- [DOCUMENT]:
I’ve also visited eastern Turkey, once part of the Armenian homeland. Early in the 20th century, nearly 1 and 1/2 million Armenians lost their lives in another ethnicide. Today, the ancient Armenian churches that have survived in eastern Anatolia are merely shells, ghosts of their former selves. Most have not served as Christian churches for over 100 years.
At the Choeung Ek Genocide Center, the executions were particularly brutal. They didn’t want to waste bullets, so they used axes, shovels, and other farm tools to accomplish the killing. They used music to help masked the cries of the victims. Among the many killed were women and children. To remember this holocaust, there is now an information complex at the Choeung Ek site. In the center of the complex is a giant stupa, which also functions as an ossiary for the bones of many of the victims.
The intent of the Pol Pot regime was to re-orient society along proletarian lines. Those who died or were killed were frequently either political prisoners or members of the middle class (teachers, engineers, doctors, etc.) and their families. Although there was a component of ethnicide, Pol Pot was largely trying to make Cambodian society over according to his own sick and perverted vision, an extreme version of Maoism or Stalinism.

- [SHORT TASK 1]: According to the passage on Armenia and Cambodia, what stands at the center of the information complex at Choeung Ek?
- [SHORT TASK 2]: Write the next paragraph of the passage on Armenia and Cambodia, beginning right after its final sentence.

- [RECORDS PROVIDED]:
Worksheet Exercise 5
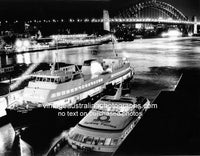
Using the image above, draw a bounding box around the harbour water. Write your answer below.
[0,38,200,156]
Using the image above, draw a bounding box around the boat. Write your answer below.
[66,84,150,153]
[6,56,134,127]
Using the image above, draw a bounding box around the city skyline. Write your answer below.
[0,0,200,19]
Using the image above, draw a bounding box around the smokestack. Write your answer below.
[103,10,110,31]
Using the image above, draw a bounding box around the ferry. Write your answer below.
[7,56,134,112]
[66,86,150,154]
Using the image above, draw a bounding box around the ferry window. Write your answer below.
[104,138,111,146]
[85,136,93,144]
[98,138,106,145]
[92,137,99,145]
[51,93,56,98]
[42,78,47,82]
[66,90,70,94]
[47,78,51,82]
[110,139,118,146]
[57,92,60,96]
[72,134,79,141]
[55,79,58,83]
[77,134,83,142]
[39,77,42,81]
[82,136,87,143]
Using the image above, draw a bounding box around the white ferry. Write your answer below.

- [RESULT 1]: A giant stupa, which also holds the bones of many of the victims.

- [RESULT 2]:
When one thinks of Cambodia, Nazi Germany, or Armenia, one wonders about God’s master plan. With so many people living and dying in such horrible ways, what is the point of life on earth? For example, the Mormon Plan of Salvation (or Happiness) only makes sense when an individual has some economic, political, and/or social freedom. So many billions have not or do not have real opportunity. Are we to believe that these billions who have suffered on earth are here to fill some hopeless role in a gigantic stage production?
Science-fiction writers suggest that maybe we are just characters in a giant computer simulation. For the sake of the Cambodians who died at the hands of the Pol Pot regime, I hope the genocide victims were not real, just a part of my personal computer simulation.